[Collection entries]

"""

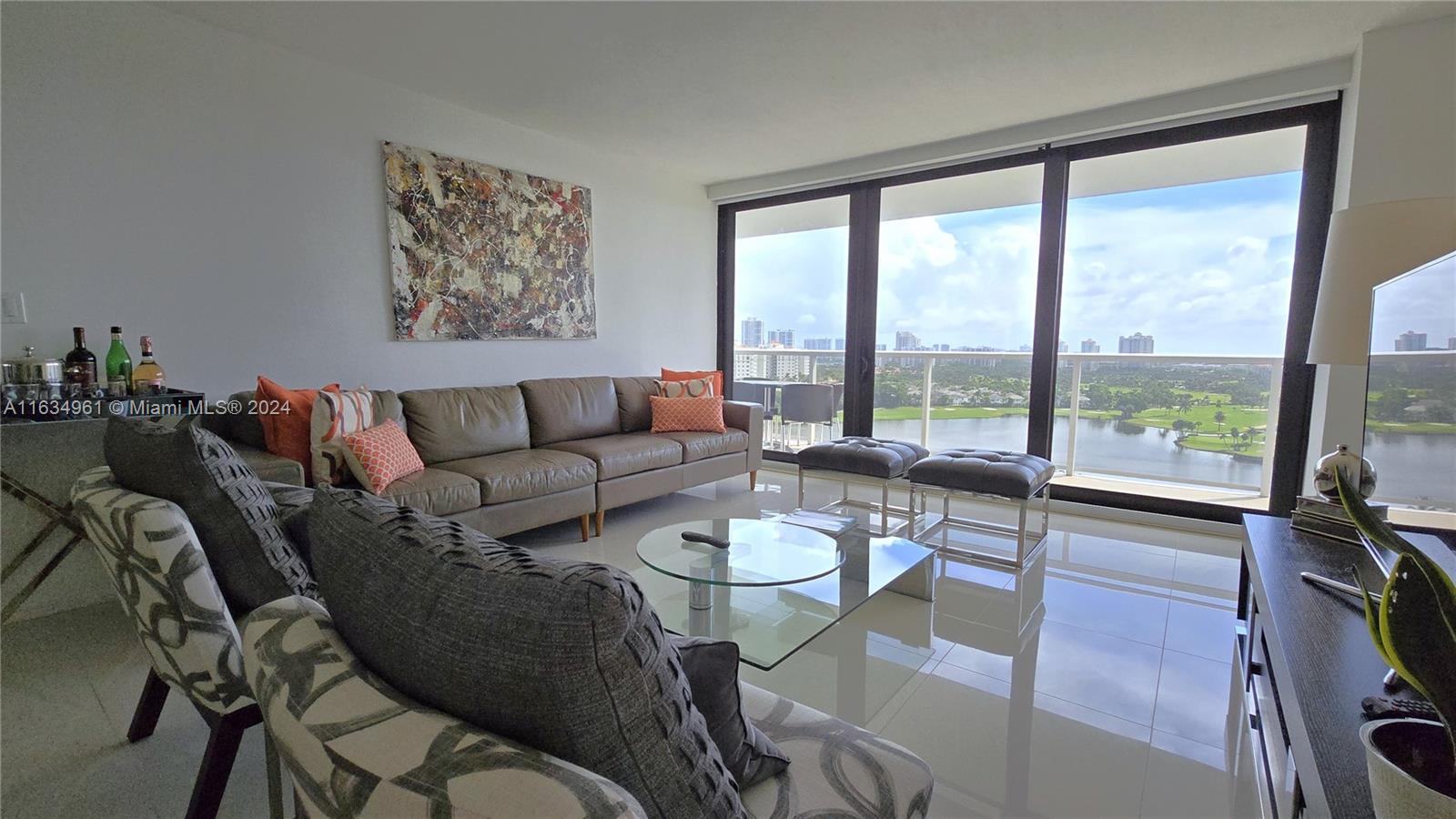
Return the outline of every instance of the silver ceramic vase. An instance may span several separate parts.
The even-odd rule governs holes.
[[[1345,479],[1360,487],[1360,497],[1374,494],[1374,466],[1369,461],[1350,452],[1345,444],[1338,444],[1334,452],[1319,459],[1315,465],[1315,488],[1329,500],[1340,500],[1340,487],[1335,485],[1335,469],[1345,474]]]

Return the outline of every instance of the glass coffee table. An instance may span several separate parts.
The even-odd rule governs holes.
[[[732,640],[743,662],[772,669],[882,590],[933,599],[939,546],[860,529],[833,538],[782,517],[690,520],[644,535],[644,568],[632,574],[662,627]],[[687,542],[683,532],[729,546]]]

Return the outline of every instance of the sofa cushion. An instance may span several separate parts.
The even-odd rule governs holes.
[[[590,458],[555,449],[518,449],[480,458],[435,463],[480,482],[480,503],[507,503],[590,487],[597,482],[597,465]]]
[[[607,436],[622,430],[617,389],[607,376],[521,382],[531,446]]]
[[[118,484],[182,507],[233,616],[288,595],[319,596],[272,494],[227,442],[191,423],[112,418],[103,449]]]
[[[743,713],[738,691],[738,644],[712,637],[668,637],[683,657],[683,673],[693,689],[693,705],[708,723],[708,734],[724,756],[724,765],[745,788],[782,774],[789,758],[754,727]]]
[[[393,503],[412,506],[430,514],[454,514],[480,506],[480,482],[469,475],[425,466],[419,472],[390,481],[379,493]]]
[[[617,391],[617,414],[622,418],[623,433],[645,433],[652,428],[652,405],[649,395],[657,395],[657,379],[654,377],[620,377],[612,379]]]
[[[681,444],[683,463],[734,452],[748,452],[748,433],[731,427],[722,433],[657,433],[657,436],[673,439]]]
[[[630,574],[348,490],[320,488],[309,528],[339,635],[406,697],[600,774],[649,816],[743,815]]]
[[[559,449],[590,458],[597,465],[598,481],[677,466],[683,462],[680,443],[652,433],[617,433],[587,440],[565,440],[546,449]]]
[[[494,455],[531,444],[515,386],[412,389],[399,393],[409,440],[425,463]]]

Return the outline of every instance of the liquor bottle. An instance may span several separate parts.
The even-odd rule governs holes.
[[[162,395],[167,389],[167,375],[151,357],[151,337],[141,337],[141,363],[131,370],[131,392],[134,395]]]
[[[76,338],[76,348],[66,354],[66,364],[61,377],[66,392],[71,396],[90,396],[96,389],[96,356],[86,348],[86,328],[73,326],[71,335]]]
[[[111,328],[111,350],[106,351],[106,392],[122,398],[131,392],[131,353],[121,341],[121,328]]]

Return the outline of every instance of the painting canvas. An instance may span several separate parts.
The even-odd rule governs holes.
[[[596,338],[591,191],[384,143],[395,335]]]

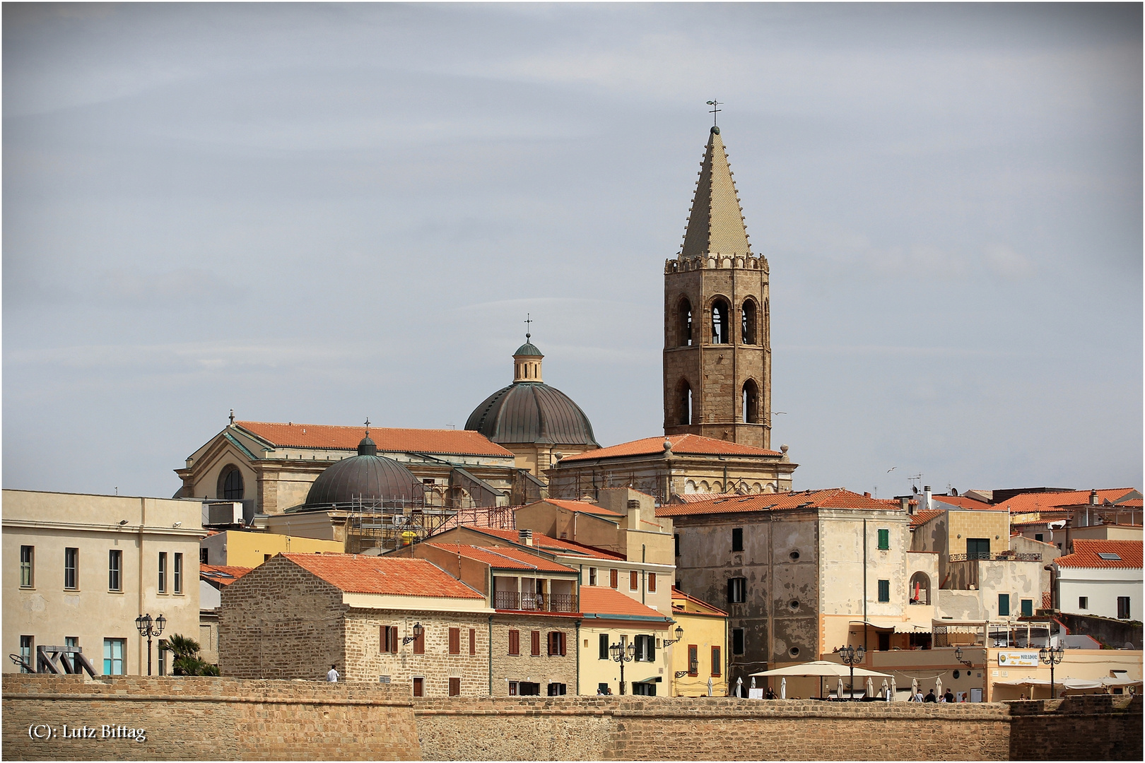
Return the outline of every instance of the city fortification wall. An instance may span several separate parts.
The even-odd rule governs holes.
[[[9,674],[2,709],[3,757],[21,760],[1139,761],[1143,705],[413,700],[408,684]]]

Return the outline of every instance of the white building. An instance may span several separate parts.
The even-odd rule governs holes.
[[[1140,619],[1142,541],[1075,540],[1053,569],[1063,612]]]

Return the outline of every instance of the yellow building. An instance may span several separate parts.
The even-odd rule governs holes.
[[[673,588],[672,617],[682,630],[672,647],[672,696],[706,697],[709,682],[712,697],[727,694],[727,612]]]
[[[342,554],[346,546],[338,540],[227,530],[204,538],[199,549],[202,564],[256,567],[275,554]]]

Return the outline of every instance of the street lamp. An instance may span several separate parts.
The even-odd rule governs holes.
[[[147,674],[151,675],[151,638],[158,638],[159,634],[163,633],[164,626],[167,625],[167,618],[161,614],[151,620],[151,613],[147,613],[135,618],[135,627],[140,631],[140,636],[147,638]]]
[[[839,647],[839,659],[843,660],[844,665],[851,666],[851,701],[855,698],[855,662],[862,662],[862,658],[867,654],[867,650],[863,649],[862,644],[859,644],[858,649],[854,646],[842,646]]]
[[[613,655],[614,662],[621,663],[621,694],[624,693],[624,663],[631,662],[632,658],[635,657],[637,645],[629,643],[627,647],[624,644],[613,644],[608,647],[609,653]]]
[[[421,638],[421,634],[424,634],[425,631],[426,631],[426,629],[421,627],[420,622],[414,622],[413,623],[413,635],[412,636],[404,636],[402,638],[402,643],[403,644],[409,644],[411,641],[417,641],[417,639]]]
[[[1042,661],[1042,665],[1050,666],[1050,699],[1057,699],[1057,686],[1053,685],[1053,666],[1061,662],[1061,658],[1065,657],[1066,647],[1061,644],[1057,646],[1051,646],[1045,649],[1044,646],[1037,650],[1037,659]],[[1033,694],[1030,694],[1033,696]]]

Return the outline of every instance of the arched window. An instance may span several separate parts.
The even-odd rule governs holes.
[[[741,326],[741,341],[744,344],[756,343],[756,301],[744,300],[741,310],[743,320]]]
[[[243,472],[234,463],[223,467],[219,475],[219,487],[215,495],[224,501],[243,500]]]
[[[678,411],[679,416],[677,418],[677,421],[680,424],[685,424],[685,426],[690,424],[692,423],[692,387],[689,387],[688,382],[686,382],[682,379],[680,380],[679,387],[677,387],[677,405],[679,406],[679,411]]]
[[[692,345],[692,303],[687,299],[680,300],[676,308],[677,318],[677,347]]]
[[[727,344],[727,302],[724,300],[712,301],[712,344]]]
[[[759,387],[753,379],[743,382],[743,423],[759,423]]]

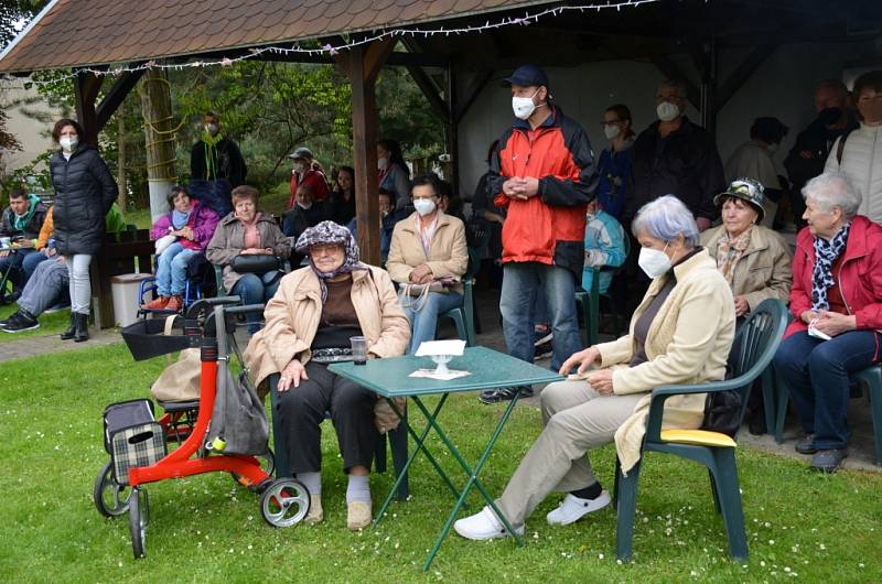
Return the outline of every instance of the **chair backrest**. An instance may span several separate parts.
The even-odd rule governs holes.
[[[768,299],[735,331],[729,354],[729,378],[743,381],[735,388],[741,394],[741,417],[754,380],[768,367],[778,349],[787,322],[787,306],[779,300]]]

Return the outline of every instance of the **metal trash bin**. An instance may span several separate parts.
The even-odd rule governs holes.
[[[122,273],[110,278],[114,296],[114,321],[117,326],[128,326],[138,320],[141,281],[152,278],[149,273]],[[147,301],[149,299],[144,299]]]

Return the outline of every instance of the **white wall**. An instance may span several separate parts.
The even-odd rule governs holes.
[[[775,116],[790,128],[781,152],[775,156],[783,172],[781,161],[796,134],[815,116],[815,85],[825,78],[842,77],[854,55],[860,54],[857,46],[857,43],[798,44],[777,48],[725,104],[717,118],[717,143],[723,163],[739,144],[749,139],[754,118]],[[727,78],[743,54],[739,52],[720,56],[721,79]],[[695,71],[688,61],[677,61],[685,71]],[[595,152],[605,147],[600,127],[604,109],[613,104],[625,104],[634,117],[634,129],[639,132],[655,120],[655,91],[665,78],[652,64],[636,61],[590,63],[571,68],[548,67],[546,73],[551,95],[564,113],[582,123]],[[467,86],[467,83],[462,86]],[[460,174],[462,193],[465,195],[471,195],[485,172],[484,161],[490,143],[514,119],[510,99],[507,88],[491,82],[460,125]],[[695,122],[699,121],[698,112],[691,106],[687,116]]]
[[[24,79],[0,82],[0,107],[3,107],[9,119],[7,130],[21,142],[23,150],[12,152],[7,163],[7,172],[29,164],[34,158],[52,147],[52,121],[39,121],[26,116],[23,110],[40,112],[54,120],[61,116],[40,98],[35,89],[24,89]]]

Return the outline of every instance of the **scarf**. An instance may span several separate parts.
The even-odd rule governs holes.
[[[829,241],[821,237],[815,238],[815,268],[811,270],[811,310],[826,311],[830,307],[827,300],[827,289],[836,283],[832,267],[848,245],[848,231],[851,221],[839,229]]]
[[[729,231],[723,228],[723,235],[717,242],[717,269],[723,274],[729,288],[732,288],[732,280],[735,274],[735,264],[741,260],[744,250],[751,242],[753,226],[747,227],[738,237],[731,237]]]
[[[217,132],[212,136],[208,130],[202,131],[202,141],[205,143],[205,180],[217,180],[217,144],[224,139],[224,134]]]
[[[319,271],[315,268],[315,264],[312,262],[312,257],[309,256],[309,250],[310,247],[320,245],[343,246],[343,252],[345,256],[343,264],[331,272]],[[327,284],[325,284],[326,280],[336,278],[337,275],[344,273],[351,273],[356,270],[369,269],[366,263],[362,263],[359,260],[358,244],[355,242],[355,238],[352,236],[349,230],[334,221],[322,221],[315,227],[310,227],[300,234],[300,237],[297,238],[297,244],[294,244],[294,251],[298,253],[305,253],[310,259],[310,268],[312,268],[312,272],[316,275],[316,278],[319,278],[319,285],[322,289],[322,305],[324,305],[325,301],[327,300]]]

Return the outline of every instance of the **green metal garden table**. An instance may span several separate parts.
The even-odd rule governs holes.
[[[450,532],[450,528],[453,526],[456,515],[460,512],[460,509],[465,502],[465,497],[469,495],[469,491],[471,491],[472,488],[475,488],[481,493],[482,497],[484,497],[484,500],[493,509],[493,511],[496,513],[496,517],[499,518],[508,532],[514,534],[517,544],[524,545],[524,538],[512,528],[508,519],[506,519],[505,516],[499,512],[499,509],[496,507],[493,497],[490,496],[486,488],[484,488],[484,485],[477,477],[481,473],[481,469],[484,467],[484,464],[487,462],[487,458],[490,458],[493,446],[496,444],[499,434],[502,434],[505,423],[512,415],[512,411],[517,403],[517,396],[515,399],[508,402],[502,418],[499,418],[496,428],[491,434],[484,452],[478,457],[474,467],[472,467],[465,461],[459,448],[456,448],[451,439],[448,436],[447,432],[444,432],[438,422],[438,415],[440,414],[441,409],[444,407],[444,402],[447,402],[448,397],[451,393],[464,391],[477,391],[508,386],[548,383],[563,379],[560,375],[549,371],[548,369],[542,369],[541,367],[537,367],[533,364],[509,357],[508,355],[488,349],[486,347],[466,348],[465,353],[461,357],[454,357],[453,360],[448,364],[448,367],[451,369],[466,370],[470,371],[471,375],[449,381],[408,377],[417,369],[434,368],[434,364],[430,358],[413,357],[411,355],[404,357],[391,357],[387,359],[369,359],[365,365],[338,363],[329,366],[329,369],[338,376],[351,379],[359,386],[368,388],[378,396],[385,398],[392,409],[395,409],[396,412],[398,412],[398,414],[401,417],[408,434],[413,437],[413,450],[408,456],[404,468],[398,474],[395,485],[392,485],[392,488],[389,490],[389,495],[383,502],[383,507],[380,507],[379,512],[377,512],[377,516],[374,519],[374,524],[379,523],[379,521],[383,519],[383,516],[386,513],[386,509],[389,507],[389,504],[395,496],[398,485],[401,480],[404,480],[404,477],[407,476],[410,464],[420,452],[426,455],[428,461],[453,494],[453,497],[456,499],[453,510],[448,516],[448,520],[444,522],[444,527],[438,534],[434,547],[432,547],[429,558],[426,560],[426,563],[422,566],[423,570],[429,570],[434,556],[438,554],[438,550],[441,548],[441,543]],[[441,399],[438,401],[434,408],[430,409],[422,402],[421,397],[438,394],[441,396]],[[422,414],[426,417],[427,424],[419,433],[410,425],[408,418],[406,415],[401,415],[404,412],[398,411],[392,398],[410,398],[417,409],[422,412]],[[483,405],[475,403],[475,407],[481,408]],[[462,490],[456,488],[444,469],[441,468],[441,465],[438,463],[438,458],[435,458],[426,446],[426,437],[432,430],[434,430],[435,434],[438,434],[438,437],[441,439],[441,442],[448,448],[450,454],[453,455],[453,458],[465,472],[467,479]]]

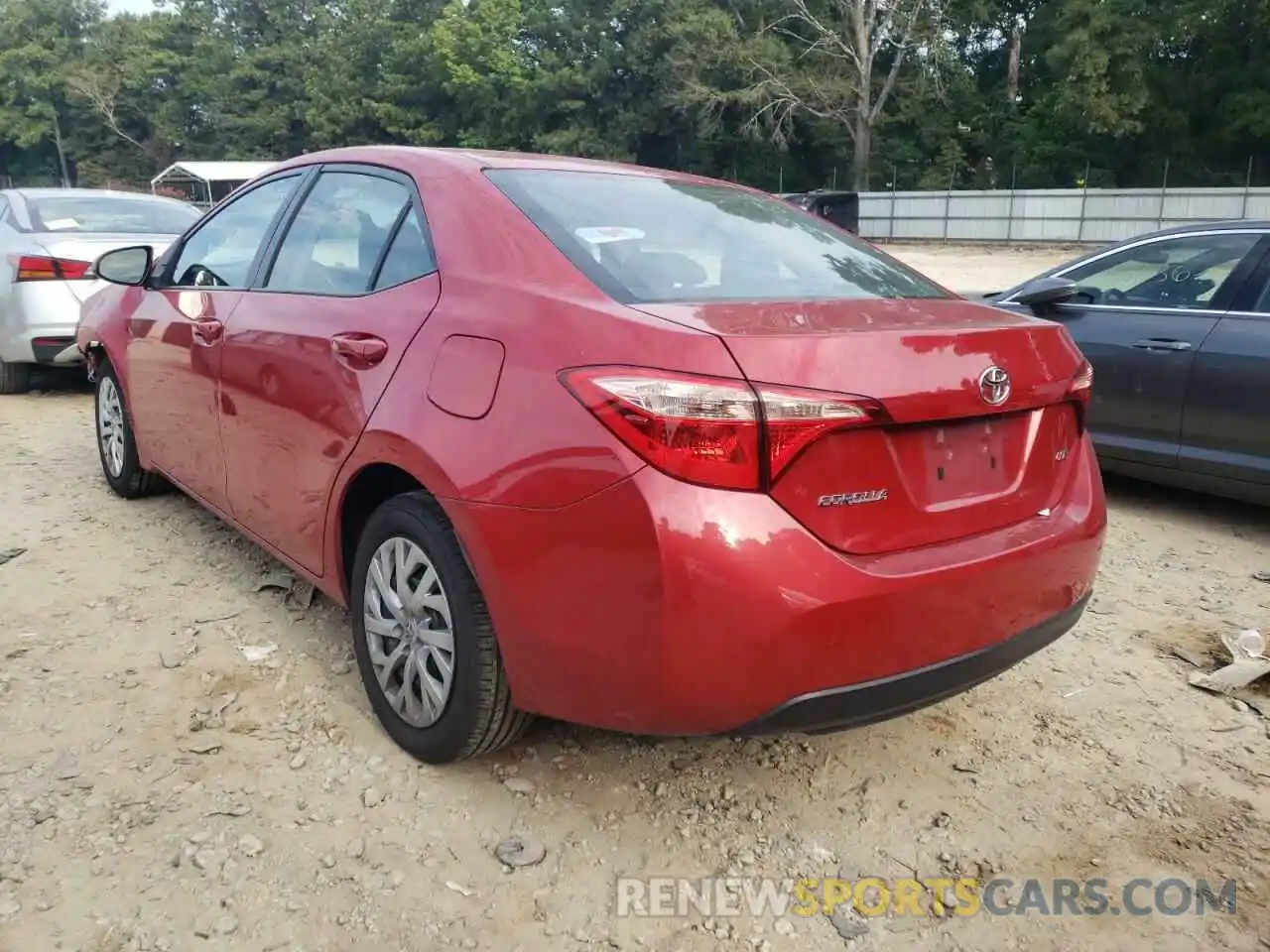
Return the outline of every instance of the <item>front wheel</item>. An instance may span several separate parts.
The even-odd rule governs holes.
[[[516,740],[494,626],[444,513],[425,494],[390,499],[366,526],[352,578],[353,652],[376,717],[432,764]]]
[[[124,499],[138,499],[156,493],[163,485],[163,479],[141,468],[123,390],[109,362],[103,362],[98,371],[94,402],[97,449],[102,457],[102,472],[107,484],[116,495]]]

"""

**WORK TO DO**
Reproduce the lines of the listing from the one containing "Return the outline of every instance of the <item>front" through the end of the listing, inclusive. Keep the request wording unchanged, and shift every coordinate in the answer outlines by adding 71 to it.

**OUTPUT OF THE TASK**
Return the outline of every instance of the <item>front wheel</item>. An instance may span several separate parts.
The even-odd rule governs holes.
[[[587,811],[565,697],[515,584],[496,565],[461,570],[437,597],[423,649],[424,723],[447,788],[503,835]]]
[[[195,570],[209,570],[227,564],[234,556],[234,550],[212,539],[194,461],[180,433],[174,433],[169,442],[165,473],[168,520],[173,528],[173,543],[178,555],[187,566]]]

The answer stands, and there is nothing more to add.